** Supplied text **

Warning when conflict between embedded metadata and sidecar metadata

Started by KimAbel, June 24, 2014, 12:42:41 PM

Previous topic - Next topic

KimAbel

Hello

I have mentioned this before in another post, but decided that this deserves a feature request.

This is related to the same problem other have when they are using the default metadata 2 settings and at the same time have embedded metadata in raw files.

For instance:

https://www.photools.com/community/index.php?topic=2309.msg17242#msg17242

https://www.photools.com/community/index.php?topic=2240.msg14886#msg14886

I have also seen users in other posts having the same problem.

It would be very useful to have IM issuing a warning when a user is trying to write metadata in sidecar files (for raw files) and this metadata comes in conflict with embedded metadata. As it is now IM is dismissing the edits that the user is trying to write. The average user will not know why IM is dismissing the edits and will have to spend a lot of time finding the cause of the problem and a solution. This problem ends up in the user forum and you have to answer this many times.

The message could state that there are a conflict between the embedded and the sidecar metadata and point to a solution in the help file (for instance delete embedded metadata). Since not all files will have this problem it would also be nice if IM could display the files with this problem so that the user could do the necessary steps on only the relevant files.

Kim Abel

ovrevid

+1

Following the discussions here on the forum I was able to figure things out, but I agree with Kim that this would be most welcome. Maybe even a "Find files with conflicting metadata" search-function.

Vidar
-- Vidar

Mario

Having both embedded XMP and XMP in a sidecar for the same file is unusual and can be considered an error.

Adding such a check is possible but will complicate things even more for the already highly complicated write-back test.
And what to do if the write-back is in the background? Popup a message for every file?
What to do to if the write-back happens during the ingest phase?

I'm not sure how many users will ever be affected by multiple competing XMP records for the same file. If you use software or a camera which embeds XMP into the RAW file, configure IMatch to read/update the embedded XMP. Or configure IMatch to favor XMP data in the sidecar file. XMP data which may be embedded in the image file is then ignored.

Richard

Quote from: ovrevid on June 24, 2014, 02:39:16 PM
Maybe even a "Find files with conflicting metadata" search-function.

Hi Mario,

I have no idea how many IMatch users will have competing XMP in a file but I am sure that a majority will have "conflicting metadata" in old files. Thus I think that Vidar's suggestion is a good one if it is not that hard to achieve. For the most part this would be a utility that is used one time to find metadata messes, so they can be fixed, and for this reason I question it being a search-function but I would like the capability.

jch2103

Quote from: Richard on June 24, 2014, 05:25:05 PM
...
I have no idea how many IMatch users will have competing XMP in a file but I am sure that a majority will have "conflicting metadata" in old files. Thus I think that Vidar's suggestion is a good one if it is not that hard to achieve. For the most part this would be a utility that is used one time to find metadata messes, so they can be fixed, and for this reason I question it being a search-function but I would like the capability.

Having been in the situation of having problem metadata in old files, I support the suggestion. I suspect a lot of new users will be in the same boat, some with only a few issues, but some with a lot. I discovered a long time ago that you only discover how many problems are in your data when you have good database tools available to work with the data. And IMatch is a very good database with excellent tools.

** Recorded data **
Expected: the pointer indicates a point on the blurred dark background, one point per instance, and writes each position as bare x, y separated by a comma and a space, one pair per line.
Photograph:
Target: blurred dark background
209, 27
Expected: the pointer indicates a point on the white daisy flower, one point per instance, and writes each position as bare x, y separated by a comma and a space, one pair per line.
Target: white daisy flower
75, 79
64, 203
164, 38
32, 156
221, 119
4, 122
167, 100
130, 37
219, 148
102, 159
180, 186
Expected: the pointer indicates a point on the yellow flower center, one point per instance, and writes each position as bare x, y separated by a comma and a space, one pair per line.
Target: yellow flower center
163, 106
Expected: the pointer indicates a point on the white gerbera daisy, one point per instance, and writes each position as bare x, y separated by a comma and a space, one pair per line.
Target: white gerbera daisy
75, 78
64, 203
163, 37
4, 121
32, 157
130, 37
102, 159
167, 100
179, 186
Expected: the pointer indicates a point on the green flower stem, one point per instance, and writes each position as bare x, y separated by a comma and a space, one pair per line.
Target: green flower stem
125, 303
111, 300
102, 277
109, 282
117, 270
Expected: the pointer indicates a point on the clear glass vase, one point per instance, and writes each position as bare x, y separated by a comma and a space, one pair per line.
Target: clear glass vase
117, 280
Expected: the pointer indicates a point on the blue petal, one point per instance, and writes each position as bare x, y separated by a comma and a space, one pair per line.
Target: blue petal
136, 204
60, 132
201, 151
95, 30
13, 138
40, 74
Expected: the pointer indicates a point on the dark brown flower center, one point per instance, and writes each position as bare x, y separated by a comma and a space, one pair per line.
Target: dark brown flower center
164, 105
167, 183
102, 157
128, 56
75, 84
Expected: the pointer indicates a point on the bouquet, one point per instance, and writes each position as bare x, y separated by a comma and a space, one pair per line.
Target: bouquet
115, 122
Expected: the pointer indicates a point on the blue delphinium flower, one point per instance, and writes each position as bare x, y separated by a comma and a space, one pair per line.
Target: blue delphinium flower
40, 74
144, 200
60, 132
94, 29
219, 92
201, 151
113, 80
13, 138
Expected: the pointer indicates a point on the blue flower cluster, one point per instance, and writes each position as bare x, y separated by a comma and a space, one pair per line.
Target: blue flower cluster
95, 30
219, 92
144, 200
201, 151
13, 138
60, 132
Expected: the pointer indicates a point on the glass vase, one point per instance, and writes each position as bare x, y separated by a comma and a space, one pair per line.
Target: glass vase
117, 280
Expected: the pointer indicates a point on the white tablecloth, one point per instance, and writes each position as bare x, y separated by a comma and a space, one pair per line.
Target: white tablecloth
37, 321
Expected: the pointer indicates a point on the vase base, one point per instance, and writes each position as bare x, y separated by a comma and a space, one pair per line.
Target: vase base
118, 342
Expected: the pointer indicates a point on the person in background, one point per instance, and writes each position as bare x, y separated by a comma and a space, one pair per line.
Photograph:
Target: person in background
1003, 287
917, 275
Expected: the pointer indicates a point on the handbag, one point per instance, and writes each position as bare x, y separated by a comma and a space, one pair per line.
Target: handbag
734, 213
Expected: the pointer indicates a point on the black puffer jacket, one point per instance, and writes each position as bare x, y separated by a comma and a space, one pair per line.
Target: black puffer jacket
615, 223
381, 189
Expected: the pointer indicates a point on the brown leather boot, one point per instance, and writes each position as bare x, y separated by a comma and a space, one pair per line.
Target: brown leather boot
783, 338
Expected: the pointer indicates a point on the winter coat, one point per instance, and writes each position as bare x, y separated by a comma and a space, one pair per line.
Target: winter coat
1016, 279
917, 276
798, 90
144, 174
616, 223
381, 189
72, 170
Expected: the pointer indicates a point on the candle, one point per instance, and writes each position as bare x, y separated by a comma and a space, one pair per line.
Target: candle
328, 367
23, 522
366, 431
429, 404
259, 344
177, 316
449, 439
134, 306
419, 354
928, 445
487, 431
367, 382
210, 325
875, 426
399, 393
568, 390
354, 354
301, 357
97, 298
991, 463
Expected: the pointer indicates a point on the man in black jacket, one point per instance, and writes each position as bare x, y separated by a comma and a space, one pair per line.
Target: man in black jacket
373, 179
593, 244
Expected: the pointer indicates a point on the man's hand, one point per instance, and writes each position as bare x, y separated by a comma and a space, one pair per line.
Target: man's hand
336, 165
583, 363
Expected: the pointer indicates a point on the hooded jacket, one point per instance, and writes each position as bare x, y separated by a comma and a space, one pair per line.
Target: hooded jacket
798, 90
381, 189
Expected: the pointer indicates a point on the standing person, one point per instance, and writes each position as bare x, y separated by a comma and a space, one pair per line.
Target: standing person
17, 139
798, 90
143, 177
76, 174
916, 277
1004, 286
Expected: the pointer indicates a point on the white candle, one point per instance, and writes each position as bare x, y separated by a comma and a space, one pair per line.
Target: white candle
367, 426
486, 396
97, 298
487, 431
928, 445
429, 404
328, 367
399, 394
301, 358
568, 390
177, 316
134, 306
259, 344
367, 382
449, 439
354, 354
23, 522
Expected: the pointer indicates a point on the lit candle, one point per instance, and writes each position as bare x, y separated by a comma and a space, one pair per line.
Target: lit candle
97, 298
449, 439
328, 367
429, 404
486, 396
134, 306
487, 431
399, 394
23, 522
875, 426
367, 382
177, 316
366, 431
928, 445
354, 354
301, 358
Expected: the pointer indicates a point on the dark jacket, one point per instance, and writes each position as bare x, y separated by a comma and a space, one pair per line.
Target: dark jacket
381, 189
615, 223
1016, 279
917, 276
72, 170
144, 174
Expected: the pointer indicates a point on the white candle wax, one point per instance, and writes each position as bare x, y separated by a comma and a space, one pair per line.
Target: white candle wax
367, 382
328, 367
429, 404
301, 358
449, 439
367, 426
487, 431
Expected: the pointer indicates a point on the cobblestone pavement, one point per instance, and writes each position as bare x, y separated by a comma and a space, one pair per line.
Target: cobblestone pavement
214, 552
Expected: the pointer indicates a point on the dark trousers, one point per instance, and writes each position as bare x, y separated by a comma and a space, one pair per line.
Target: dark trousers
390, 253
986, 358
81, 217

** Goal **
From the forum thread on conflicting embedded and sidecar metadata, write out the passage from "Having both embedded" up to and including "complicated write-back test.".

** Worked solution **
Having both embedded XMP and XMP in a sidecar for the same file is unusual and can be considered an error.

Adding such a check is possible but will complicate things even more for the already highly complicated write-back test.